= YOUR ASSIGNMENT =
In the deer management FAQ below, what is the smallest property size the organization's field staff has worked with?

= EXERCISE TEXT =

- - -

Frequently Asked Questions?
Suburban Whitetail Managment of North Georgia
How much does it cost to have SWMNGA manage the deer on my property ?
Our service is FREE to the property owner. We are a not-for-profit organization in the state of Georgia. Our
administrative costs are primarily funded by our member bowhunters through their membership fees. We will also
accept donations from individuals and businesses that are interested in, and supportive of our mission.
How large of a property must I own in order to use your services ?
The minimum size of the property depends on the regulations of the county in which the property is located. In
practical terms, our field staff has worked with properties as small as 5 acres. When several adjoining property
owners are experiencing deer damage and they all decide to seek our service, the properties can be managed
by us as a single unit. This is often the best approach for smaller tracts. Developments experiencing deer
damage with "open space" or green space controlled by a homeowners association can use the "open space" as
a tract for deer management. Other than the restrictions place by the county, there are no hard and fast rules.
We will evaluate each property on a case by case basis.
Do I put myself at any liability risk by using your service?
Georgia Law strongly supports the property owner. In addition, Suburban Whitetail Management of North
Georgia carries liability insurance that protects both the organization and the property owner. In addition, the
Property owner Agreement signed by SWMNGA and the property owner includes a "hold harmless" clause which
indemnifies the property owner.
Is this Bowhunting thing really safe ?
Absolutely! Hunting in general is a very safe sport, even when done with guns. The chances of a hunter being
killed or injured or causing injury or death to someone else are many times greater when the hunter is driving
between home and his hunting location than when the hunter is in the field hunting. More people are killed every
year by water skiing, snow skiiing, even bee stings than are killed in bowhunting related incidents.
Using bowhunting as a deer management technique is especially low risk to the non-hunting public. Unlike
hunting with firearms, bowhunting is an extremely close range sport. All shots are within 20 yards. At that
distance there is no difficulty positively identifying the target. In addition, experienced archers don't shoot at
running deer as is often the case with gun hunting. In a suburban setting, bowhunting is done from a tree stand
typically elevated to a height of 10 to 20 feet. Shooting at this downward angle, any arrow missing the target
would only travel a few feet before impacting the ground.

- - -

= SUPPLIED MATERIAL =
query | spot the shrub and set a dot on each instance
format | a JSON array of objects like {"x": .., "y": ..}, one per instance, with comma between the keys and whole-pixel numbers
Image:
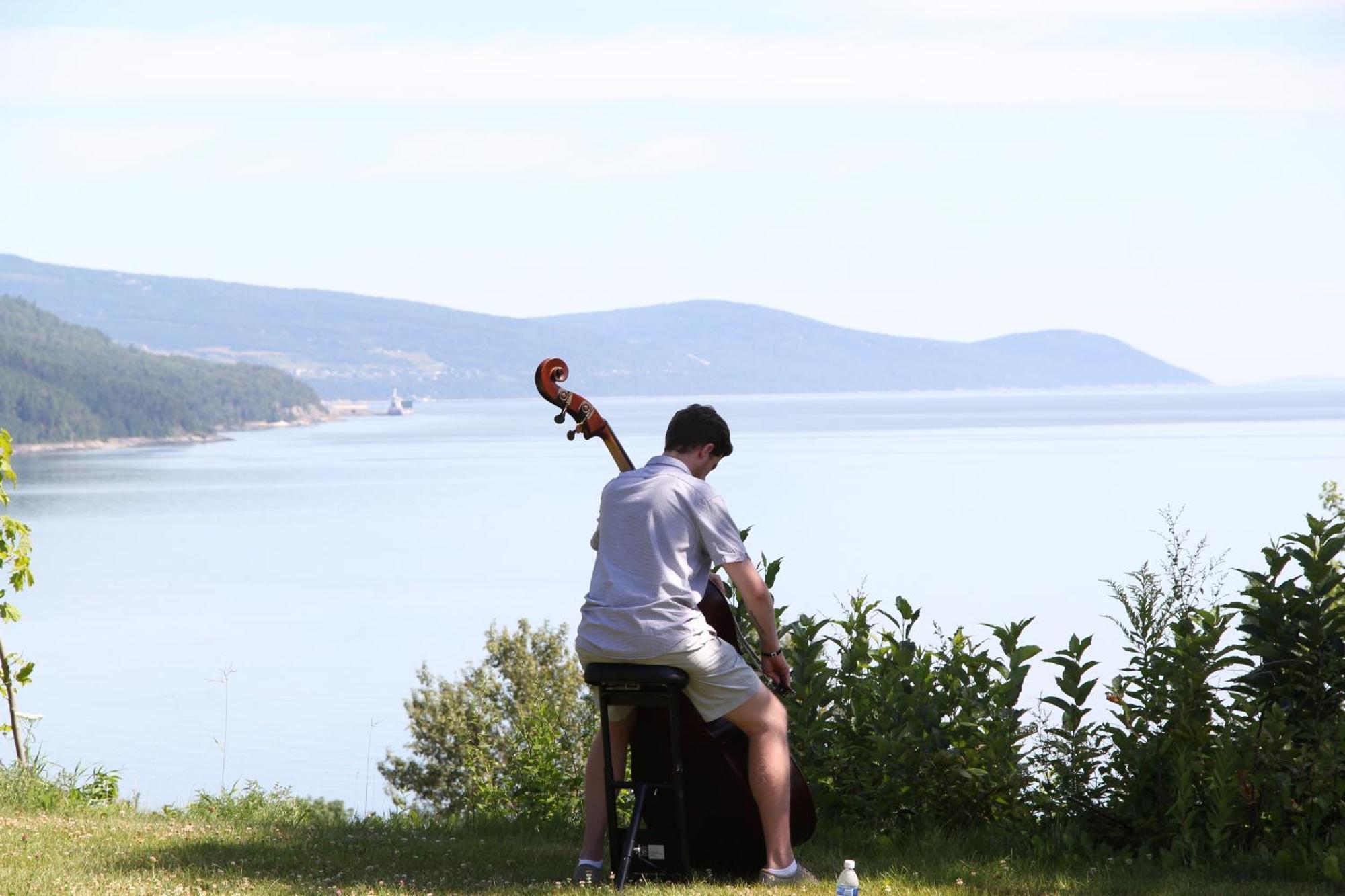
[
  {"x": 508, "y": 739},
  {"x": 255, "y": 805}
]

- - -

= RESPONSE =
Its field staff has worked with properties as small as 5 acres.